-- Given data --
- - - - -

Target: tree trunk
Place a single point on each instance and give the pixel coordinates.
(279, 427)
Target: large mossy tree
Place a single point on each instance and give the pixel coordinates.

- - - - -

Lines in the data that include the word "tree" should all be copied.

Target: tree trunk
Target: large mossy tree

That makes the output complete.